Excerpted text |
Energy harvesting textiles
For Professor Steve Beeby, the idea to generate electrical energy from vibrations began in 1995. Piezoelectrical materials generate energy if you squash them or move them and that became the obvious way to develop energy harvesting. Now his team at the School of Electronics and Computer Science, University of Southampton are developing a method of printing piezoelectric circuits on textiles to generate a power supply for local applications such as medical sensors on the wearer’s body.

Their study of the electronic functionality of textiles is part of an EU funded project called Microflex, whose 13 partners include other research institutions and textile manufacturing partners.  One area they are looking at creating is smart fabrics, which can sense stimuli and adapt to them. However, sensors on fabrics need power so combining piezoelectric films with the sensors makes more sense than using external batteries.

Exercise description | Please carry the article on energy harvesting textiles forward from its last sentence, keeping its style.

Given information |
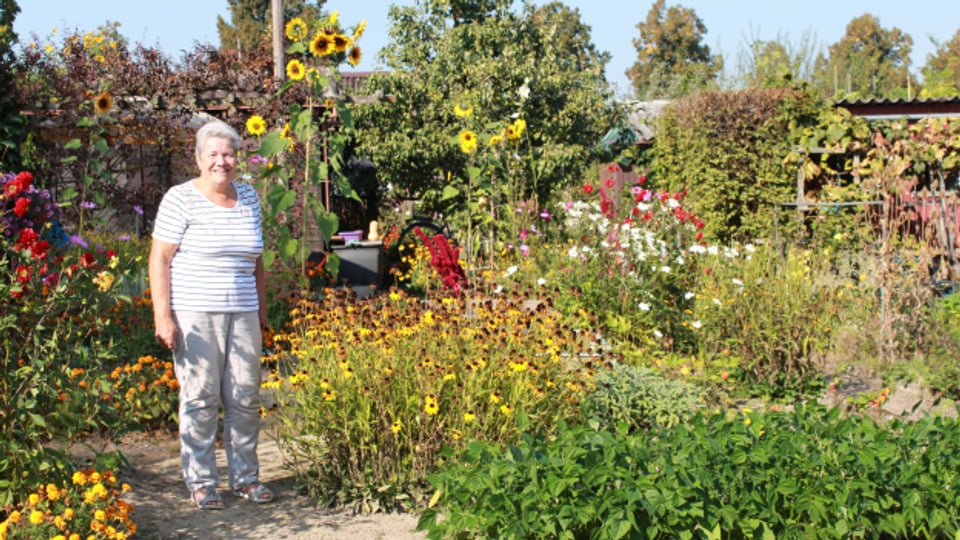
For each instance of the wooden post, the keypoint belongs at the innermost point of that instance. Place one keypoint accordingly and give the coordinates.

Result of the task |
Screen printing circuitry

Screen printed circuitry
Beeby points out that ‘the piezoelectric material that goes on to the textile has to be flexible and comfortable for the wearer, survive washing and all the rigours of use in a textile application. We are developing these materials that we can easily and cheaply print on to the textiles, so it’s a printable piezoelectric material.’

Using a piezoelectric powder they can mix it with polymers to get a viscose paste and screen print it. Screen printing has been used for hundreds of years to pattern textiles, their idea is simply to screen print with active materials.

Battery free health monitors
Like a printed circuit board, the conductive tracks are printed on the fabric then a capacitor is used to store the energy. The power only appears when force is applied to the textile. The energy is stored and when there is sufficient energy the other electronics wake up, do some sensing and go back to sleep when the job is done. As textiles are potentially large surface areas, there’s the advantage of printing pretty big patterns with the potential to harvest more energy.

Beeby foresees that the circuitry will vary according to its application. Medical applications are an obvious area of need. If you can sense a patient’s well being or their recovery after an operation, using sensors in the clothes they are wearing and the wearer just puts on the vest, that would be a very useful application to achieve.